_WHAT THIS TASK INVOLVES_. Output the data word for word. Begin at its first line and end at the line with "Target: stairway".

_EXTRACTED RECORDS_.
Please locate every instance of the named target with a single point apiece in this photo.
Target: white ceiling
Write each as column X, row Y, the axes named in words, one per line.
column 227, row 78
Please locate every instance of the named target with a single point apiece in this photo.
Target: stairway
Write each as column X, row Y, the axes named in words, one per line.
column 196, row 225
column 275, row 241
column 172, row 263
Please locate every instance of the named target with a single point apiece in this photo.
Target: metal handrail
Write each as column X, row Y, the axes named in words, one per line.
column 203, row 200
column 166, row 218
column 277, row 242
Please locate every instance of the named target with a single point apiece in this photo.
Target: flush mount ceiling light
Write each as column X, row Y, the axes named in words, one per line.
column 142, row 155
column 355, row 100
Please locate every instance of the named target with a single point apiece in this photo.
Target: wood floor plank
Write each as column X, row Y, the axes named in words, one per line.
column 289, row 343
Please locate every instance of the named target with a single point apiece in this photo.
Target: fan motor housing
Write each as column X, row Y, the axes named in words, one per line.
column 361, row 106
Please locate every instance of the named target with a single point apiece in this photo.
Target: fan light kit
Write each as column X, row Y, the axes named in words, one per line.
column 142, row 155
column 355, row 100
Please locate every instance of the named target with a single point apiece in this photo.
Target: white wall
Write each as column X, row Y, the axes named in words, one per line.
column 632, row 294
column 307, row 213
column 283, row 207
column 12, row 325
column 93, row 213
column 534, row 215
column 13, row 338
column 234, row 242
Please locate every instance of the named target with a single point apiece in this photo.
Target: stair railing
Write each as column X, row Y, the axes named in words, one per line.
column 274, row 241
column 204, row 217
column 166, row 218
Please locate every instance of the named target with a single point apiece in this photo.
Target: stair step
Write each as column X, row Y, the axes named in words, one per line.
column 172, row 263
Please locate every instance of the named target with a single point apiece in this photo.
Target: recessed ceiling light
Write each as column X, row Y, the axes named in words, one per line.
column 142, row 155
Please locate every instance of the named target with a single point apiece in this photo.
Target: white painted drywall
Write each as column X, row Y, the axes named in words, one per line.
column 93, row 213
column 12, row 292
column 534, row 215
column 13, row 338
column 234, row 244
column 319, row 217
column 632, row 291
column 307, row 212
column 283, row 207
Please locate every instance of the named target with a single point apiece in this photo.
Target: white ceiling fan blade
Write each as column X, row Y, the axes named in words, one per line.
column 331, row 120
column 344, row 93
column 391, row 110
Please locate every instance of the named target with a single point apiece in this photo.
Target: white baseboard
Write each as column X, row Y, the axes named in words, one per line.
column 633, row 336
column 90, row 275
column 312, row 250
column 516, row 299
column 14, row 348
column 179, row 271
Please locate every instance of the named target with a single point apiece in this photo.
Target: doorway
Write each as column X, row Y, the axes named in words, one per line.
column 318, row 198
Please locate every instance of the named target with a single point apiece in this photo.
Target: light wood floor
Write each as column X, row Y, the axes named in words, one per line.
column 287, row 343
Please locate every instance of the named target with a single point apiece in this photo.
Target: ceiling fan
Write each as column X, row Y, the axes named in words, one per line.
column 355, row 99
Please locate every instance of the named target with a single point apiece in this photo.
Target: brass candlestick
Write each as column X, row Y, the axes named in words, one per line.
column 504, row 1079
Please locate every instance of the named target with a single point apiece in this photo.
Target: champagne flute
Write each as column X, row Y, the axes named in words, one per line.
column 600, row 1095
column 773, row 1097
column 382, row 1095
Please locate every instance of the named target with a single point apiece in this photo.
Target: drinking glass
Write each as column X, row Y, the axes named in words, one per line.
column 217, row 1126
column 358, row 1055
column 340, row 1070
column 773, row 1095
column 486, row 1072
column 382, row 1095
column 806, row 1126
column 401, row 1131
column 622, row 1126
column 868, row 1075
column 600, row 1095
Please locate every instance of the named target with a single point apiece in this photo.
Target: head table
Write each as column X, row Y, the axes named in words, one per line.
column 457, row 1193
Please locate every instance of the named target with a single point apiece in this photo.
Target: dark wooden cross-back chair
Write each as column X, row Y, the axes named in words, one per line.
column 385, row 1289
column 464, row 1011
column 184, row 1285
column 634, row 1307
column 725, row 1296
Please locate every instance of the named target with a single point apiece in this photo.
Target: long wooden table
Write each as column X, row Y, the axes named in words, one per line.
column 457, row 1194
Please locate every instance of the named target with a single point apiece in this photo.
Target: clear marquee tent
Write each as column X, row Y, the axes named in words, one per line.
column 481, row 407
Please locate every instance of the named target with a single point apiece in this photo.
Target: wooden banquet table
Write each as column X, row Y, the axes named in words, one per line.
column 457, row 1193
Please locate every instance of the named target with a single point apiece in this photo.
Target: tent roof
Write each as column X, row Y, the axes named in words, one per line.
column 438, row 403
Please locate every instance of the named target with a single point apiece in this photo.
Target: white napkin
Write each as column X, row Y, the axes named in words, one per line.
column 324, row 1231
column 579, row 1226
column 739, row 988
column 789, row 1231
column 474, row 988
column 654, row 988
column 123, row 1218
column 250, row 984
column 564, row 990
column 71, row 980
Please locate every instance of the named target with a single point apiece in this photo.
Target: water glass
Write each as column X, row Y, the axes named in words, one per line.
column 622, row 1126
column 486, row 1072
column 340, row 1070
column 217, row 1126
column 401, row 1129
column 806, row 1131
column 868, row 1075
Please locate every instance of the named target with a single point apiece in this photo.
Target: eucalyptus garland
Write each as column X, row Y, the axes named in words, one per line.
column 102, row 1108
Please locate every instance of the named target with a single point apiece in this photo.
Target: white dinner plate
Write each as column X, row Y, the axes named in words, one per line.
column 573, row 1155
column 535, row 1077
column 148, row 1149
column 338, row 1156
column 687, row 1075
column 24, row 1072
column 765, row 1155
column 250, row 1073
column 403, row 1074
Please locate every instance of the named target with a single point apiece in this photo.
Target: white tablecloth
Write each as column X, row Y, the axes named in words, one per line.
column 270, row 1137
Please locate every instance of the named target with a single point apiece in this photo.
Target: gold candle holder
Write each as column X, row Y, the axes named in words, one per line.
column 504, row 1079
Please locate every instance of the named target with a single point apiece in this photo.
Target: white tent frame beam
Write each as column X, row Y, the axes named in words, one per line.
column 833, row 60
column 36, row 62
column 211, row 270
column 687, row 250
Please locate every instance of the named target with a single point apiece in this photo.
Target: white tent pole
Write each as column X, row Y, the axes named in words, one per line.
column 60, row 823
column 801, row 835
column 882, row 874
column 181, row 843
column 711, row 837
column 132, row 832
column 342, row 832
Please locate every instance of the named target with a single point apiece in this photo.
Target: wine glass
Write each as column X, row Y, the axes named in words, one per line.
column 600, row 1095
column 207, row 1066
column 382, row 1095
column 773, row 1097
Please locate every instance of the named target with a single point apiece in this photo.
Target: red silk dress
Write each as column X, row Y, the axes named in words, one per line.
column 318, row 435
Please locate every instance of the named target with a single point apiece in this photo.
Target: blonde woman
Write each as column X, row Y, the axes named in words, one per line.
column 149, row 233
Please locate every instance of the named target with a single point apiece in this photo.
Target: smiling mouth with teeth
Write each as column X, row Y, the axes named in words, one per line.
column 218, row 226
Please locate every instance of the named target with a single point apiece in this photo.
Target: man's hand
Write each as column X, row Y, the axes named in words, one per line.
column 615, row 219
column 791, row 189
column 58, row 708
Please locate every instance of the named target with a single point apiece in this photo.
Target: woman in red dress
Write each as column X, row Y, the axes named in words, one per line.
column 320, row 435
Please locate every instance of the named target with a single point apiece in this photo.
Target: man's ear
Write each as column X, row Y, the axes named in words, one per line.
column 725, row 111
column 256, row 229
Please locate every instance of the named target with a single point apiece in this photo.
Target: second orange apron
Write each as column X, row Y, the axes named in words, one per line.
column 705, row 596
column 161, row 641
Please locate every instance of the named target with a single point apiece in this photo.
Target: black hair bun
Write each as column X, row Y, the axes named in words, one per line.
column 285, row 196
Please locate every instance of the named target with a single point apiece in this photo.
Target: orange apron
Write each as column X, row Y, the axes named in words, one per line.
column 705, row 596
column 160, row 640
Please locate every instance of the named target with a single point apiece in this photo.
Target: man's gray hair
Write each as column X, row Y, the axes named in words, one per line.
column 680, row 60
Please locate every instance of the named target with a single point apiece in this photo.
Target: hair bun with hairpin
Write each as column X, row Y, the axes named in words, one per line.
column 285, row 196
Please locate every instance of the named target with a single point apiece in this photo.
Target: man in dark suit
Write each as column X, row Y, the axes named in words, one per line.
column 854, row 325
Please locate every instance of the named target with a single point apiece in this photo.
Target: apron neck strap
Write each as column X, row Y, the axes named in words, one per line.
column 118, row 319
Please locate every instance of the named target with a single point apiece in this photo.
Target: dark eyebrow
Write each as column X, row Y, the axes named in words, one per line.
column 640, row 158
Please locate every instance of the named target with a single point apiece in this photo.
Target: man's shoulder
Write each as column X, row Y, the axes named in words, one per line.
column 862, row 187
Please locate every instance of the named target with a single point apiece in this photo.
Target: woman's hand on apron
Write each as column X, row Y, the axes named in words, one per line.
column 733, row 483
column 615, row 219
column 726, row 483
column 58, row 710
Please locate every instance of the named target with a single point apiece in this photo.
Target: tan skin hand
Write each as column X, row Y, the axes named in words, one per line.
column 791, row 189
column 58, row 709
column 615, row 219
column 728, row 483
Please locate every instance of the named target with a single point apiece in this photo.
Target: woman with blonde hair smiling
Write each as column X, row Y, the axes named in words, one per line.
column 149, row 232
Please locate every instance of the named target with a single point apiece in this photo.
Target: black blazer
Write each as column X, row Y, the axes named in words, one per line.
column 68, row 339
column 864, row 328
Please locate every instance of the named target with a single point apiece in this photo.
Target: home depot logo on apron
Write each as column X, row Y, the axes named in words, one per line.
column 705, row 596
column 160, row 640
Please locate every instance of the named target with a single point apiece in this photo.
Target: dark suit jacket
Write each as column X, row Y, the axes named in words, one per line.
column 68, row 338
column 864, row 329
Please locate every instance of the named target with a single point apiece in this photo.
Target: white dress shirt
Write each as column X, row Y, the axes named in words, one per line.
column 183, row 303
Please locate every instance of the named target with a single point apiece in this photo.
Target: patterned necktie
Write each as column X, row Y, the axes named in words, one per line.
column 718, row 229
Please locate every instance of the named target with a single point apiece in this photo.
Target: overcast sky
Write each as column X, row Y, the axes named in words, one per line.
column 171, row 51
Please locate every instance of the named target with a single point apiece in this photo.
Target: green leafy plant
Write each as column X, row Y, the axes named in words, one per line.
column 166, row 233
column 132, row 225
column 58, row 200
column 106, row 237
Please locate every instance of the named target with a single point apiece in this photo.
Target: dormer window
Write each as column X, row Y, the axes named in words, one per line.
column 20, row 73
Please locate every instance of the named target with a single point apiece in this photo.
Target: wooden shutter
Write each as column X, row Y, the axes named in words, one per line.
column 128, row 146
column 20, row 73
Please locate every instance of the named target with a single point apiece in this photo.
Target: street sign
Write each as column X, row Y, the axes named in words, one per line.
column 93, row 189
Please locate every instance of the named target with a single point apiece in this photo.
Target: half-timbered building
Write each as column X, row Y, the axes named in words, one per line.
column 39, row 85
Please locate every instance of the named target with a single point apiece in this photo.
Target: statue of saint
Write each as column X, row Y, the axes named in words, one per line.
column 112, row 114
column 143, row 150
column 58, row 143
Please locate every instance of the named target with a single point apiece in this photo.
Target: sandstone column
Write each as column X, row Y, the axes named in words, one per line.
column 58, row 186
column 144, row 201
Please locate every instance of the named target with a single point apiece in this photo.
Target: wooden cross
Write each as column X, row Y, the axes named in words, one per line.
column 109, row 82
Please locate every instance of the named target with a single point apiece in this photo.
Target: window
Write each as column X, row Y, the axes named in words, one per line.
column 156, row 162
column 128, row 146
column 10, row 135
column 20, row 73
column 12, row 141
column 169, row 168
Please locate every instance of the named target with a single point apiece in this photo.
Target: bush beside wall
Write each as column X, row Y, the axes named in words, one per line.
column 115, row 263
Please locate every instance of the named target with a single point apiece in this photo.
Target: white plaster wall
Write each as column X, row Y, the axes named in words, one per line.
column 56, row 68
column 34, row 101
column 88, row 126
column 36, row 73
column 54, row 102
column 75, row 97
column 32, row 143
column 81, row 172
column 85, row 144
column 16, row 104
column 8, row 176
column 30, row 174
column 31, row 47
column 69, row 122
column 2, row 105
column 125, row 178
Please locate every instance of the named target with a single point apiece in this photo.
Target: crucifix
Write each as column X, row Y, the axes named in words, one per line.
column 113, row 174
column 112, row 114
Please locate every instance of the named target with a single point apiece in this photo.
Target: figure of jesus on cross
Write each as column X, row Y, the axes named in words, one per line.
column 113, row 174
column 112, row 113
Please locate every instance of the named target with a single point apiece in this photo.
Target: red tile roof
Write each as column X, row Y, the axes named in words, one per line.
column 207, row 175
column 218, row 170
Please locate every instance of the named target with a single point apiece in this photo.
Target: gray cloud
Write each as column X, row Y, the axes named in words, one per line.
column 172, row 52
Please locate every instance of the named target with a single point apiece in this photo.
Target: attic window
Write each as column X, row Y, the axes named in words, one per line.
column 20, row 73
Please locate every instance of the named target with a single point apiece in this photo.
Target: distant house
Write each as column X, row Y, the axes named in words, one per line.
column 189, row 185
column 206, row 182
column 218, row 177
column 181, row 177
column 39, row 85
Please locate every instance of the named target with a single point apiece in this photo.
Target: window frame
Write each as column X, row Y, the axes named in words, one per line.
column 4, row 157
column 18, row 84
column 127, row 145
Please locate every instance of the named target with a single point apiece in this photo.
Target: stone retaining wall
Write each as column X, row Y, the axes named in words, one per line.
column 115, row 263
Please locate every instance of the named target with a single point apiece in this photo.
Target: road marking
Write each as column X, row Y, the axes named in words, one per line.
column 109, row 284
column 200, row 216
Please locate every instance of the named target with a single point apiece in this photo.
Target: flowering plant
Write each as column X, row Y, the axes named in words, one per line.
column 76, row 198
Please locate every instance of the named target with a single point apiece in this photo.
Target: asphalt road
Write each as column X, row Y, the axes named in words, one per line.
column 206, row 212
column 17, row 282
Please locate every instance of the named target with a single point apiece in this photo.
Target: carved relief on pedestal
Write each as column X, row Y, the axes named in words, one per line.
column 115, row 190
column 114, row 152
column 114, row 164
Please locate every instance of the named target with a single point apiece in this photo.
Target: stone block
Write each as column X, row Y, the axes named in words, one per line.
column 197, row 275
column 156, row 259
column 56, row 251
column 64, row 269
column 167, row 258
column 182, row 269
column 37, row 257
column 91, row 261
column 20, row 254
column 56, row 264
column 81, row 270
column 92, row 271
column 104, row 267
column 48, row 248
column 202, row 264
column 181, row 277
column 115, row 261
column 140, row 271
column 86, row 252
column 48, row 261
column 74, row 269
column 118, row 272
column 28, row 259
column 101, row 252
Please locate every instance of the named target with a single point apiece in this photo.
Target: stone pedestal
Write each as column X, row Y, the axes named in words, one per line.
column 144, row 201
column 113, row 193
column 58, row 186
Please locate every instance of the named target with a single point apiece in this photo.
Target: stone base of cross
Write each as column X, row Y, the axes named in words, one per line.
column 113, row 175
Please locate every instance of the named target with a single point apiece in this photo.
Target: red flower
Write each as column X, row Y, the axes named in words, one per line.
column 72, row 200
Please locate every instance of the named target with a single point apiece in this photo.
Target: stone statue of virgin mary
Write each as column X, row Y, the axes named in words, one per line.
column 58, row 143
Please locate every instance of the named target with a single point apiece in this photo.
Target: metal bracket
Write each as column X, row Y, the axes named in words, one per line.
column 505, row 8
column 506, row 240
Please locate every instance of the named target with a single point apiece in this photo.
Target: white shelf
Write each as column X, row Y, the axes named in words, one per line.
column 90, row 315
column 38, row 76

_TASK RESPONSE_.
Please locate every instance of the named target with a single point apiece in this photo.
Target: white ceiling
Write each as column X, row Y, the axes named in words, one per line.
column 227, row 78
Please locate every instance of the named target with a single point apiece in this photo.
Target: stairway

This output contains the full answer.